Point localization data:
________________
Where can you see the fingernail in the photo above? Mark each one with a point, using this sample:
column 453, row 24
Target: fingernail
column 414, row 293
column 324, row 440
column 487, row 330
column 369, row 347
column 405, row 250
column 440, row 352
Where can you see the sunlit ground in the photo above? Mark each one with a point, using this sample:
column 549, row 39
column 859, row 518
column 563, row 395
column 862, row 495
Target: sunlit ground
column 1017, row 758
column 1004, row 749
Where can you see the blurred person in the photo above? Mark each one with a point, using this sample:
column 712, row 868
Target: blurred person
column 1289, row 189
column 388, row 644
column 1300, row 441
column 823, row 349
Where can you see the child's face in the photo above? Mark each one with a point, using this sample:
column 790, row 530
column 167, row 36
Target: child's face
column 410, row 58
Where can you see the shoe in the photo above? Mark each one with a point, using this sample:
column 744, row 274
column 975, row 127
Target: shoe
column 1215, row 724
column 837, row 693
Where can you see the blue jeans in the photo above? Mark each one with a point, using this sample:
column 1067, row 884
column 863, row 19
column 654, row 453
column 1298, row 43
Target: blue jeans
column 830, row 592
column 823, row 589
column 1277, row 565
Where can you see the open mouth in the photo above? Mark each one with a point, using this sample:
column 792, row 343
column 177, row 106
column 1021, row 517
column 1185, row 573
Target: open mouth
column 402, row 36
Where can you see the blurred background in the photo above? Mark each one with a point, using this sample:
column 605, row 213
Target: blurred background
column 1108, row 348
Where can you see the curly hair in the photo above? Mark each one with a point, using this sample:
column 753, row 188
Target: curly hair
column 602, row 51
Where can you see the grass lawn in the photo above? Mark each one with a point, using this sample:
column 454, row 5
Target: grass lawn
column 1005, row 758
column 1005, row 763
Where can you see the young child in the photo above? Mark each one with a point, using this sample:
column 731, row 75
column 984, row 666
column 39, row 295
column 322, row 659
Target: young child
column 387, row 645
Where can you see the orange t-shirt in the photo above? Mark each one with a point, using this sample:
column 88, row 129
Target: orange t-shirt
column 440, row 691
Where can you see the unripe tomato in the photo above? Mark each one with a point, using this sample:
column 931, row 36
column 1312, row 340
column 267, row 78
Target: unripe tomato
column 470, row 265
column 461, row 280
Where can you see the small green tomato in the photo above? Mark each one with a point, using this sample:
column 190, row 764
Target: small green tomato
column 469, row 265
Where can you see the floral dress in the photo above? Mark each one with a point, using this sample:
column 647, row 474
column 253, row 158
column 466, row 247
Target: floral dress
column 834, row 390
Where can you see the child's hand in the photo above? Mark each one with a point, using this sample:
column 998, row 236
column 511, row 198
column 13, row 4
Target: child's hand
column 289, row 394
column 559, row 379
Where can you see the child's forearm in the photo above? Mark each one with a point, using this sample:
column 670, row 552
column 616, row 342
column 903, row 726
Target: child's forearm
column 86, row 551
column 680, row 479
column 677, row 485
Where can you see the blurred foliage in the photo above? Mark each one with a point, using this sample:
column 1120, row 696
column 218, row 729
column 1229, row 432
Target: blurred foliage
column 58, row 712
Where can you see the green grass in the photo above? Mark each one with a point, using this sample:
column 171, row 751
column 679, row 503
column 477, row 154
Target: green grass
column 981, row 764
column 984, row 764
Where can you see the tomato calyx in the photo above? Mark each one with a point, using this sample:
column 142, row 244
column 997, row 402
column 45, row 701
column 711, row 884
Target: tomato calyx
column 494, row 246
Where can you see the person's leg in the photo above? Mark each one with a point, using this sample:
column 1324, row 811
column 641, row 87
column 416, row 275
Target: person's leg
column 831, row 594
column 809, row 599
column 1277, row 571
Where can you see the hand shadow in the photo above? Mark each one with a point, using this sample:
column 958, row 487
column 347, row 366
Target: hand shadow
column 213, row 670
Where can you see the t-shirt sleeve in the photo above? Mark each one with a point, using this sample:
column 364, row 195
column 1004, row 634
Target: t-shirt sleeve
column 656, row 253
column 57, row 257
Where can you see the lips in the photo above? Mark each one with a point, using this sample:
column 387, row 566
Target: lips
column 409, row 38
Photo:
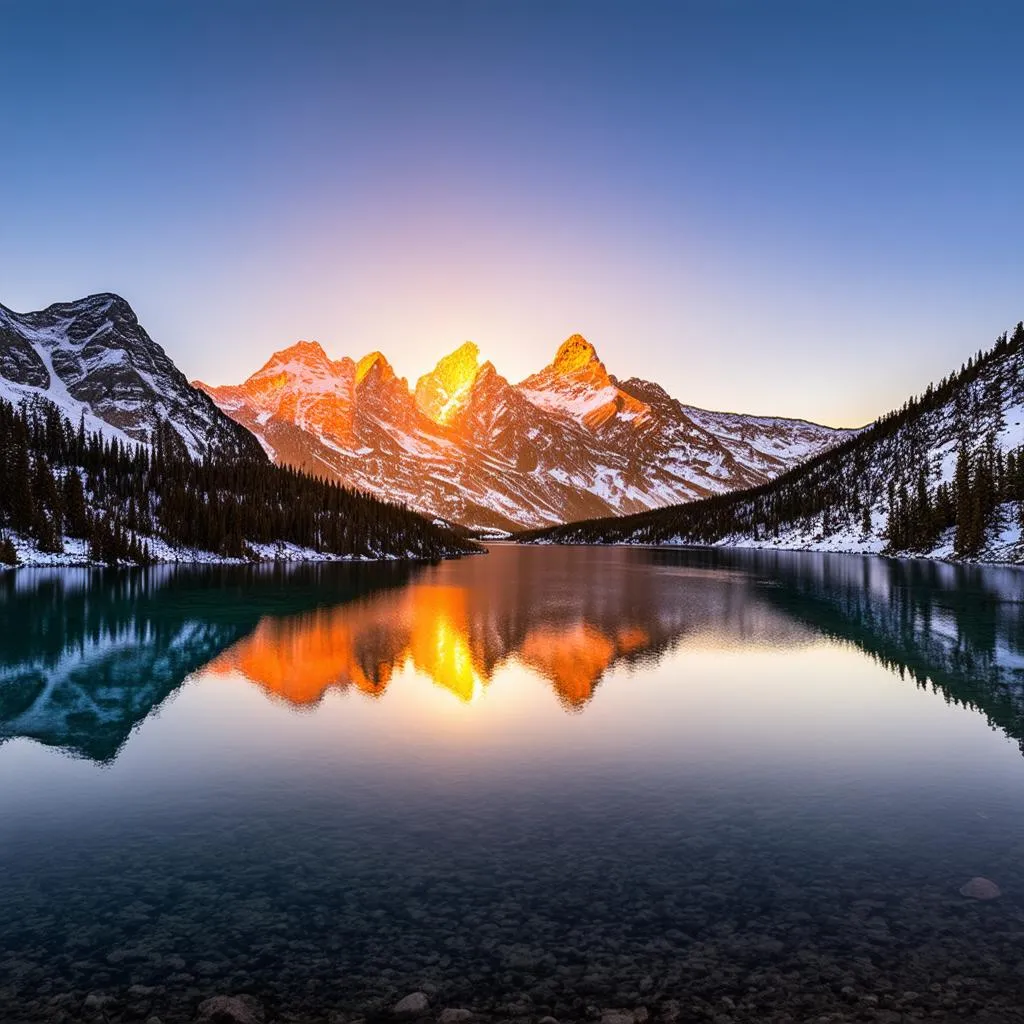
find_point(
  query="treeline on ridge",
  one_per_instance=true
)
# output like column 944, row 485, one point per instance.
column 888, row 468
column 59, row 481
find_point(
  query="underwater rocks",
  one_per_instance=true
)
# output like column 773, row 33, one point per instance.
column 979, row 888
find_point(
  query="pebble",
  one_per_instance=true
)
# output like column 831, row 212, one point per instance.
column 414, row 1005
column 979, row 888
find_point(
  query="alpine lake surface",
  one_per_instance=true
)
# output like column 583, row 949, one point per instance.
column 637, row 784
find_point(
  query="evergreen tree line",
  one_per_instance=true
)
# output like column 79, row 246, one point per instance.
column 889, row 467
column 58, row 481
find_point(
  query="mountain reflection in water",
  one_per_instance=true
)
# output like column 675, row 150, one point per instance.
column 87, row 655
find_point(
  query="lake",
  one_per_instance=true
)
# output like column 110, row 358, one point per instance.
column 697, row 784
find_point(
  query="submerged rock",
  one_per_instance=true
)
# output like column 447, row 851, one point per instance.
column 979, row 888
column 230, row 1010
column 415, row 1005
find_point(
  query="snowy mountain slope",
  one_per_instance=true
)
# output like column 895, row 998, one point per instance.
column 943, row 476
column 465, row 444
column 92, row 359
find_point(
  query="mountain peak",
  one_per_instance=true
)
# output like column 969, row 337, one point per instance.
column 442, row 392
column 573, row 354
column 304, row 350
column 369, row 361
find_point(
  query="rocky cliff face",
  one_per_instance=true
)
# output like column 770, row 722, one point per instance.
column 92, row 359
column 465, row 444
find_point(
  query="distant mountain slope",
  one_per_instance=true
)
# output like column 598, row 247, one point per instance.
column 568, row 442
column 108, row 455
column 942, row 476
column 92, row 358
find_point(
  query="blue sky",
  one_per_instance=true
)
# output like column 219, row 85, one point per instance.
column 809, row 209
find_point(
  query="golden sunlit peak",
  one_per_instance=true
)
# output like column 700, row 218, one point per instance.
column 370, row 360
column 442, row 392
column 574, row 353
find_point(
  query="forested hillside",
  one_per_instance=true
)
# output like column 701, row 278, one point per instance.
column 941, row 476
column 68, row 492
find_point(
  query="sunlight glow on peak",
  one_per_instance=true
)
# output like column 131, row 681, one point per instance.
column 441, row 393
column 574, row 353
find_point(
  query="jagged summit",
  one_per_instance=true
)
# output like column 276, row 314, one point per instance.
column 573, row 354
column 92, row 360
column 302, row 353
column 376, row 364
column 466, row 445
column 441, row 393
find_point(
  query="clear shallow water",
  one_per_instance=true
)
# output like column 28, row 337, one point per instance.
column 548, row 780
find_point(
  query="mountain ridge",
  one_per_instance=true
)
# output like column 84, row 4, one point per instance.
column 467, row 445
column 94, row 361
column 942, row 476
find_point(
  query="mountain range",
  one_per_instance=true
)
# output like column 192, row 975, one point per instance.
column 108, row 454
column 568, row 442
column 942, row 476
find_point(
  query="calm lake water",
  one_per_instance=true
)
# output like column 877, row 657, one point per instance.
column 719, row 785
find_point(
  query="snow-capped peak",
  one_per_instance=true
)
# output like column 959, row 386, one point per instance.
column 573, row 354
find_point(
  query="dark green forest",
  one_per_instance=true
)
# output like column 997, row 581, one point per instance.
column 58, row 480
column 885, row 480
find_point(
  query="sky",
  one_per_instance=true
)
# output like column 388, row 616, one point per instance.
column 808, row 209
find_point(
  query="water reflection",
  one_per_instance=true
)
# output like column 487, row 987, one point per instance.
column 86, row 655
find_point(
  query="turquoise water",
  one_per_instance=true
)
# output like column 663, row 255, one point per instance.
column 543, row 781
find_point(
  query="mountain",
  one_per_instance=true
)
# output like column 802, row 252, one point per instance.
column 464, row 444
column 942, row 476
column 109, row 455
column 93, row 360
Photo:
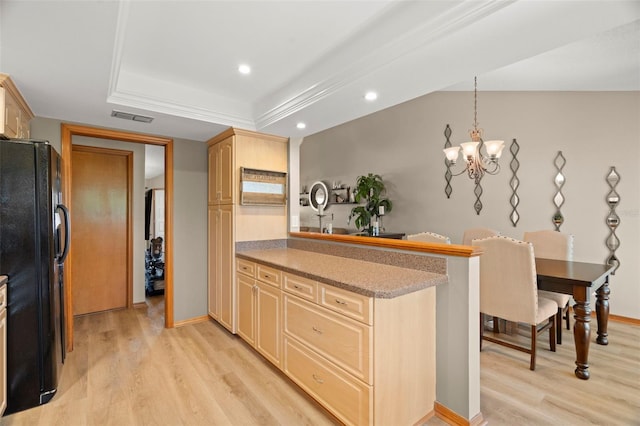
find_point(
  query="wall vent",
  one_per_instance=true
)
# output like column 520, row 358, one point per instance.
column 132, row 117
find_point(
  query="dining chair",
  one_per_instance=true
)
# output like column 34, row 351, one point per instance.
column 476, row 234
column 508, row 290
column 549, row 244
column 429, row 237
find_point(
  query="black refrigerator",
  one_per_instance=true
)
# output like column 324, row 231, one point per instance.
column 34, row 241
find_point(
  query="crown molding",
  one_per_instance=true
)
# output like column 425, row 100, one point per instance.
column 408, row 41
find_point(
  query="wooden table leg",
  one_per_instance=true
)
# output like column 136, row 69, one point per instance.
column 582, row 331
column 602, row 312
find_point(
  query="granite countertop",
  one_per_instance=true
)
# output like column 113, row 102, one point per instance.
column 367, row 278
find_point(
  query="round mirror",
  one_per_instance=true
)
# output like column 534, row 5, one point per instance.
column 318, row 195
________________
Pick out the lines above that hold the string "peak" and show them.

*Output*:
  query="mountain peak",
  query="golden sunlit peak",
  query="sunlight glow on peak",
  query="snow-capped peak",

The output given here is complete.